[A portion of a data file]
'''
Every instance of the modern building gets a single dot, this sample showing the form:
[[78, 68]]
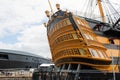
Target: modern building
[[20, 59]]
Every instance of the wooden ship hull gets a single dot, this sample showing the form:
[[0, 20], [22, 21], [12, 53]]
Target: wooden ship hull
[[76, 44]]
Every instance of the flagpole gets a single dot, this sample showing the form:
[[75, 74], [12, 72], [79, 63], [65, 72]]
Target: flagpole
[[50, 6]]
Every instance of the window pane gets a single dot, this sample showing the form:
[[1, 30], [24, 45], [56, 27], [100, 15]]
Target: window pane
[[82, 51], [101, 54], [75, 36]]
'''
Return the lines of the material unchanged, beginning at the line that contains "Every instance of the window" and continuing through the final line of the material.

Every instance of the window pane gets a single dot, this sample showing the form:
[[1, 30], [24, 45], [56, 27], [100, 15]]
Target: window pane
[[82, 51], [101, 54], [75, 36]]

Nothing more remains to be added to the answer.